== RECORDS TO PROCESS

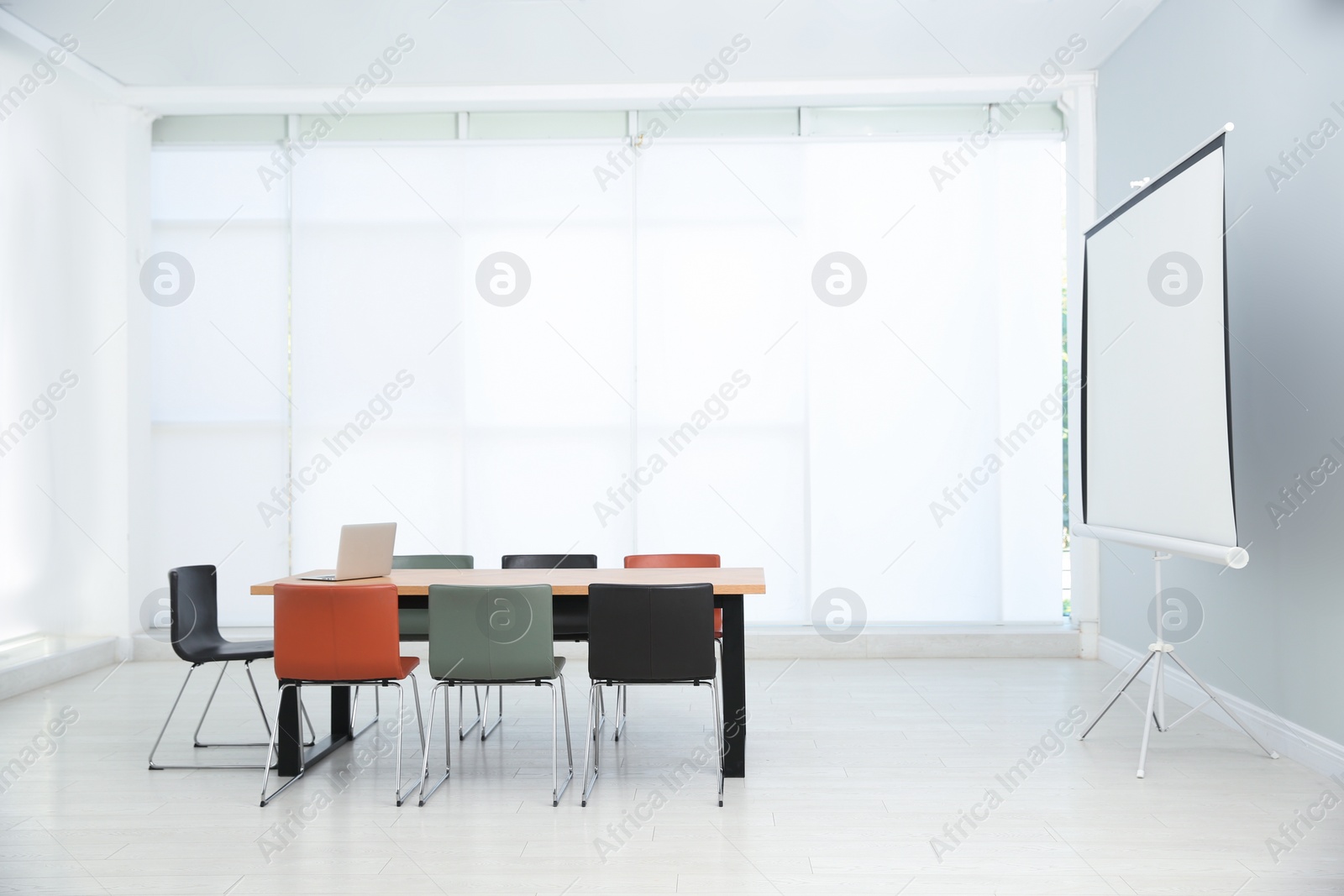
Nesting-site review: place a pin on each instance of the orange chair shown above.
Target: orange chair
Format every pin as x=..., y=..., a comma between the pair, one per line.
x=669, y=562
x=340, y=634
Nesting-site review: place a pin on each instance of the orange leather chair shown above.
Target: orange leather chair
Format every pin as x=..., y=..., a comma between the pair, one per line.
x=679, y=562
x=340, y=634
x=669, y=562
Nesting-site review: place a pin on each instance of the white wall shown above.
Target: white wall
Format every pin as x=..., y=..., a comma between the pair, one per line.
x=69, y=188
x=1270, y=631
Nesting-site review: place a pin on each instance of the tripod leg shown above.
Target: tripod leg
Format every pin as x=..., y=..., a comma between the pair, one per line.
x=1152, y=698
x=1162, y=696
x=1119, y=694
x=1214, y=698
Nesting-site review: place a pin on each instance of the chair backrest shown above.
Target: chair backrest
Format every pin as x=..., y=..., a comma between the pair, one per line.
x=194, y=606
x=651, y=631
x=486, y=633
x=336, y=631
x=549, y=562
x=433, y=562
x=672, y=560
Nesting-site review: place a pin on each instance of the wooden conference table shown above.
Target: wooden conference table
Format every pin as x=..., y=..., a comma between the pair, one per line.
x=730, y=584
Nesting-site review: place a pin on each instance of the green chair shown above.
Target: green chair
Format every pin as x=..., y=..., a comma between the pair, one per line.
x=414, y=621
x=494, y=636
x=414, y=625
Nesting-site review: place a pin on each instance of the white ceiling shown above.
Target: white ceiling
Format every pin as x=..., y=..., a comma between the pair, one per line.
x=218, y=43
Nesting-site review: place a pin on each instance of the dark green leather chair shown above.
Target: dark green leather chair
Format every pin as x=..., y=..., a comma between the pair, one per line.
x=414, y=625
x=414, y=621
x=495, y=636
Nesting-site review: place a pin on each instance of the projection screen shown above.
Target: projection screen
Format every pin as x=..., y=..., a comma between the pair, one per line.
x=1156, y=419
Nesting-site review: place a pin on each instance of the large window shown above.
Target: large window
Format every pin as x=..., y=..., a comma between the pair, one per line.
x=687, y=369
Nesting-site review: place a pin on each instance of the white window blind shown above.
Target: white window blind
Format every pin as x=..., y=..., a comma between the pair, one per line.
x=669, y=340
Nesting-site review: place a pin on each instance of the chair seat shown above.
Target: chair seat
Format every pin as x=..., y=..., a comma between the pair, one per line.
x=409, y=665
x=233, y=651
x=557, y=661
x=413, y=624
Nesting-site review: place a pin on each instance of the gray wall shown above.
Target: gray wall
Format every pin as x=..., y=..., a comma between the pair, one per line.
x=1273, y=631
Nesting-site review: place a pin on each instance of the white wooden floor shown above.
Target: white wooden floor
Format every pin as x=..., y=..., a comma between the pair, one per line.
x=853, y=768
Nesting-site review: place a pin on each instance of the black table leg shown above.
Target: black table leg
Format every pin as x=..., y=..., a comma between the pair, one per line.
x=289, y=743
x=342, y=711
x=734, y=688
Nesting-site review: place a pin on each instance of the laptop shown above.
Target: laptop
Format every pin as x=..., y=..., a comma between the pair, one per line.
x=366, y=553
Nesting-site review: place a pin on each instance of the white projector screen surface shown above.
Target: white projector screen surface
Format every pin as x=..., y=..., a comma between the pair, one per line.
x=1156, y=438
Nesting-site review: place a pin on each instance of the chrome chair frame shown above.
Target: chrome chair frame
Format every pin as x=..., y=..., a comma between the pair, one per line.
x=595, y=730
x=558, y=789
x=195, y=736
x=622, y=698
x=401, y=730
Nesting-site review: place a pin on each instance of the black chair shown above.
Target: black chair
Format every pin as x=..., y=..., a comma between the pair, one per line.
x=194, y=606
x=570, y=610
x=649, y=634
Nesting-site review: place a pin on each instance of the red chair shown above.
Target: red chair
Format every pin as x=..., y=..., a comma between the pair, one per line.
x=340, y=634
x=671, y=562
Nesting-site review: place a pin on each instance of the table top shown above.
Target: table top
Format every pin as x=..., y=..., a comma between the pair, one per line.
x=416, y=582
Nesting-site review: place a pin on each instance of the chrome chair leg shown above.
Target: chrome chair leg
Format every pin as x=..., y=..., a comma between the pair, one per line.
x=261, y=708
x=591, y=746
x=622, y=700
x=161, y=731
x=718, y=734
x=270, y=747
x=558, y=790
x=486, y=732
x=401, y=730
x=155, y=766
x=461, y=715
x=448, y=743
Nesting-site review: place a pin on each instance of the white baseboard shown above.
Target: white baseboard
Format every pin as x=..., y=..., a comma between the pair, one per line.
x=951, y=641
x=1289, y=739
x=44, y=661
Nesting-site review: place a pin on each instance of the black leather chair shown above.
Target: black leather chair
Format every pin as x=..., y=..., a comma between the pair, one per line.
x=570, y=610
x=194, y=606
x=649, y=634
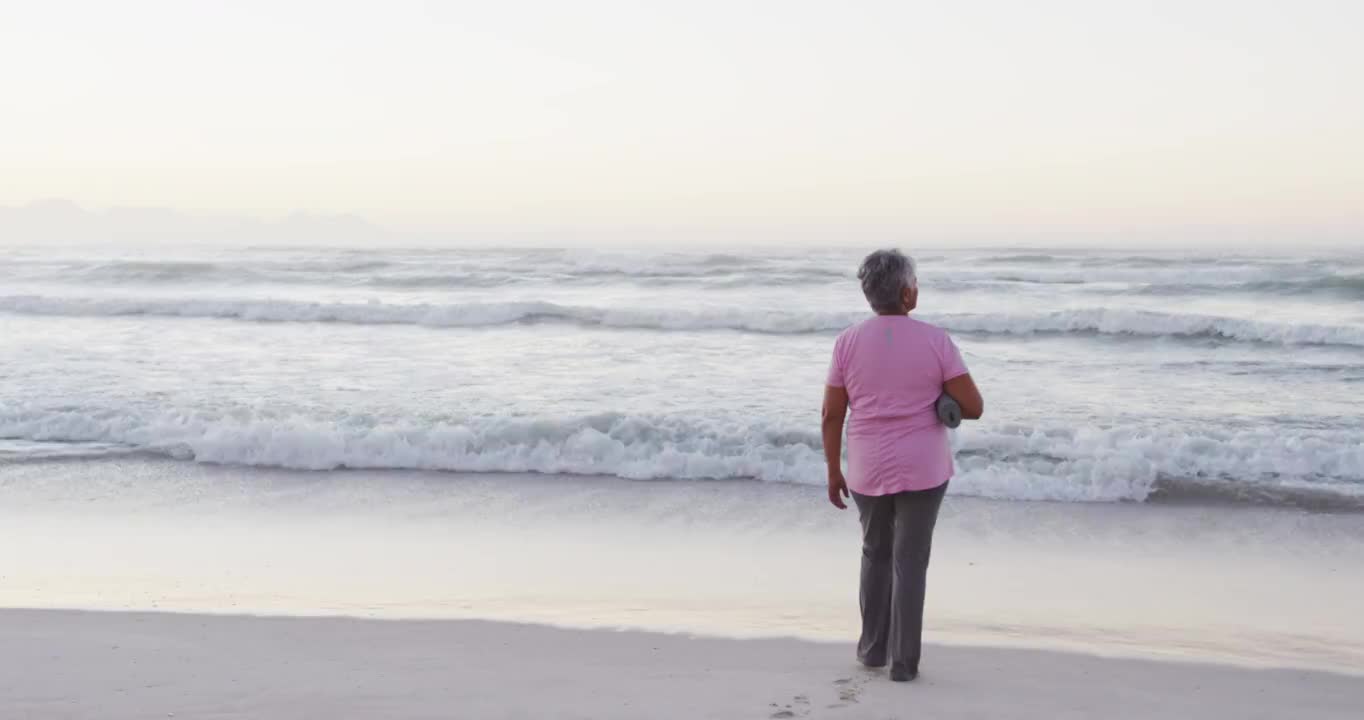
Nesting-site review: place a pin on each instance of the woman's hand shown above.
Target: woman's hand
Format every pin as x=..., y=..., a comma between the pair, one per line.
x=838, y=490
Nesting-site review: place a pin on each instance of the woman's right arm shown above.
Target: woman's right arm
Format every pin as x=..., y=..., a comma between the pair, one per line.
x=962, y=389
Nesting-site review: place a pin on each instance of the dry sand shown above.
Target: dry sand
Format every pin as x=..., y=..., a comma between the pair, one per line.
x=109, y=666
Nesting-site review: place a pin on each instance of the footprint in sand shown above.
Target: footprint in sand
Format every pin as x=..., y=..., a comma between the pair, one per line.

====
== RECORDS TO PROCESS

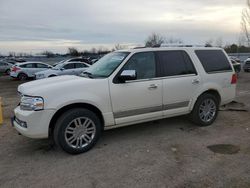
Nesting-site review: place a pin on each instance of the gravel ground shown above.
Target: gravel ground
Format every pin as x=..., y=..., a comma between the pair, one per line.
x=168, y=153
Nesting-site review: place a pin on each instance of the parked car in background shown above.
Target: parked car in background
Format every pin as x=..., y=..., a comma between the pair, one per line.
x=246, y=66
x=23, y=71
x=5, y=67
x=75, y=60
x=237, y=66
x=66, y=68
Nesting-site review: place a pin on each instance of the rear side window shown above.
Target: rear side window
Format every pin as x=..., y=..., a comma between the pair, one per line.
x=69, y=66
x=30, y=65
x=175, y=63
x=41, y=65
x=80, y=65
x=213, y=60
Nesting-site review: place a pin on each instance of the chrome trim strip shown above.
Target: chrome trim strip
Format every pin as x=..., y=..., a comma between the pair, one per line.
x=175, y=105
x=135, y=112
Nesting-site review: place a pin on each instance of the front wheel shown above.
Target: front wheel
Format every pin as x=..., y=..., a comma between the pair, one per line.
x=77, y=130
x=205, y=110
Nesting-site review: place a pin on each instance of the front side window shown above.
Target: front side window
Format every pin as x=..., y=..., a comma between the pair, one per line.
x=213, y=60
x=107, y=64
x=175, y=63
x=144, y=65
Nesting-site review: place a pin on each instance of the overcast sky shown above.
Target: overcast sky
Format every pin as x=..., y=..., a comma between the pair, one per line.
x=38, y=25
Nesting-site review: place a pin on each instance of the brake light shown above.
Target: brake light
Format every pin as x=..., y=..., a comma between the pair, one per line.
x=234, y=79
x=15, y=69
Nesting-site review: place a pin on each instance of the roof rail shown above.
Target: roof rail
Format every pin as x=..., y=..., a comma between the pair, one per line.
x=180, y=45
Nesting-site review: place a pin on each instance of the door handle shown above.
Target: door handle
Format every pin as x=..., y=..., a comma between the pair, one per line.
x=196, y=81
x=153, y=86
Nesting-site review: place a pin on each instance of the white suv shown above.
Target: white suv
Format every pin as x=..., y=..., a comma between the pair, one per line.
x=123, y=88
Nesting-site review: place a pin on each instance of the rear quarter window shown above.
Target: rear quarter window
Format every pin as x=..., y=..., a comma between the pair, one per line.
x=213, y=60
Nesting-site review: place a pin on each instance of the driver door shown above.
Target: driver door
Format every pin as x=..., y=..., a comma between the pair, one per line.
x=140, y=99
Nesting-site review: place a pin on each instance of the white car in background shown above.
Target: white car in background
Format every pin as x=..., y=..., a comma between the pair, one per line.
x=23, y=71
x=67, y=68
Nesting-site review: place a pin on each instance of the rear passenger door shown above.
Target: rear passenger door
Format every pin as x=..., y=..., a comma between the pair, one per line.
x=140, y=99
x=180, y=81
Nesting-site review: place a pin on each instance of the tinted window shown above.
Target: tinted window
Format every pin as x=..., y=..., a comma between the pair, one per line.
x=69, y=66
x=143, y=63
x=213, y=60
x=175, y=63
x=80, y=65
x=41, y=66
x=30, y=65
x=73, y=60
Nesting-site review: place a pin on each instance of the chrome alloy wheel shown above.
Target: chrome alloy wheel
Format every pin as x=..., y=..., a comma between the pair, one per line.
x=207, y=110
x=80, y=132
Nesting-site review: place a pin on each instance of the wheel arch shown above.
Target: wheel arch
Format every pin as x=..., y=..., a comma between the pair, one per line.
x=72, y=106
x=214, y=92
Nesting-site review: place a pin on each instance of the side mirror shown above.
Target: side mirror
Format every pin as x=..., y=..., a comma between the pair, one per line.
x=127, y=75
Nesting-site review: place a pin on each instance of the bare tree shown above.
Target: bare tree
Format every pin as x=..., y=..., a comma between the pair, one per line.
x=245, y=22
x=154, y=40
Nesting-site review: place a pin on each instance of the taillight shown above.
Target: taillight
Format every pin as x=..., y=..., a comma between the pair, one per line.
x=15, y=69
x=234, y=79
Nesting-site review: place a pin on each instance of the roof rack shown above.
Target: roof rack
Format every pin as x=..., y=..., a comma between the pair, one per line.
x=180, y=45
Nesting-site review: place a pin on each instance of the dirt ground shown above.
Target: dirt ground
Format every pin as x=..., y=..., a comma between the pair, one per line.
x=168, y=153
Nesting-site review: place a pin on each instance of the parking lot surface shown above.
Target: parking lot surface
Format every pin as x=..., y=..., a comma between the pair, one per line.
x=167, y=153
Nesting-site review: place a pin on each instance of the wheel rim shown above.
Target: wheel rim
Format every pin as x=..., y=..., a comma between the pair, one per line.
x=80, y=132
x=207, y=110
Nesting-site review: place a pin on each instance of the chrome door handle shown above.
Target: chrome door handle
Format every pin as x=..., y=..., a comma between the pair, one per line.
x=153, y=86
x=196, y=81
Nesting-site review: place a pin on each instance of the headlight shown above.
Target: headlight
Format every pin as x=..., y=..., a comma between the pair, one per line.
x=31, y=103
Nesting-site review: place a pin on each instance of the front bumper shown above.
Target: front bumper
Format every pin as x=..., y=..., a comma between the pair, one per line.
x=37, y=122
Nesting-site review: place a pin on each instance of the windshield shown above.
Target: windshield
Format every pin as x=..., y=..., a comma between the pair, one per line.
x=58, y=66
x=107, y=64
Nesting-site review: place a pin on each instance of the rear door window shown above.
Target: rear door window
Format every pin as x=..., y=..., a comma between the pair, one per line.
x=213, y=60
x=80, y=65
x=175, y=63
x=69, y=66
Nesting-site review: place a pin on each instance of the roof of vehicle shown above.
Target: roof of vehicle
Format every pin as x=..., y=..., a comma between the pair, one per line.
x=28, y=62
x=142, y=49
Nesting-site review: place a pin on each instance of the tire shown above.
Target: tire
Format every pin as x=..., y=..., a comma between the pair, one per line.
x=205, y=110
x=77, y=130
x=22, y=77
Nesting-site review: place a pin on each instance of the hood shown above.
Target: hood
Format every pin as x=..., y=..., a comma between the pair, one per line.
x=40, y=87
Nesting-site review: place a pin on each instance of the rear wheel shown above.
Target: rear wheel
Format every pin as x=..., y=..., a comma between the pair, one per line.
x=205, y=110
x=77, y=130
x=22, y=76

====

[WHAT IS NEEDED] What you return should be exactly the lines above, starting at the one with "orange chair shown above." and ending at the one with "Target: dark green leather chair", and nothing else.

[EXERCISE RESULT]
Nesting-site review: place a pin on each instance of the orange chair shown above.
Target: orange chair
Format every pin as x=..., y=..., a comma between the pair, one per line.
x=669, y=562
x=340, y=634
Nesting-site review: place a pin on each instance of the orange leather chair shown above.
Target: orange leather chair
Format every pin as x=..., y=..., a comma between the pair, one per line.
x=679, y=562
x=340, y=634
x=669, y=562
Nesting-site review: place a pin on each instance of the white wall shown above.
Target: white wall
Format every pin as x=..., y=..., a comma between the pair, one per line.
x=69, y=188
x=1270, y=631
Nesting-site review: place a pin on each instance of the tripod leg shown above.
Target: tripod leg
Format every pin as x=..., y=..., a comma between the pair, one per line.
x=1152, y=698
x=1162, y=696
x=1119, y=694
x=1214, y=698
Nesting-site review: place a pin on each instance of the chair backrest shown above.
Target: chair backrest
Format every pin as x=..., y=..., a comma between the pair, one per line.
x=194, y=606
x=651, y=631
x=486, y=633
x=336, y=631
x=549, y=562
x=433, y=562
x=672, y=560
Nesting-site review: place a pin on each instance of the wooden conference table shown above.
Target: wooden conference table
Format every pin as x=..., y=..., a comma between the pair, one per line.
x=730, y=584
Nesting-site review: place a pin on each instance of the green chair shown above.
Target: green chair
Format every pin as x=..., y=..., a comma between the pair, one per line.
x=414, y=621
x=494, y=636
x=414, y=625
Nesting-site review: place a pin on each instance of the white ceiling shown above.
Target: white ceiling
Format every pin as x=..., y=..., a comma between the pair, one per line.
x=218, y=43
Nesting-site review: place a pin on each instance of the dark green leather chair shown above.
Target: dark green leather chair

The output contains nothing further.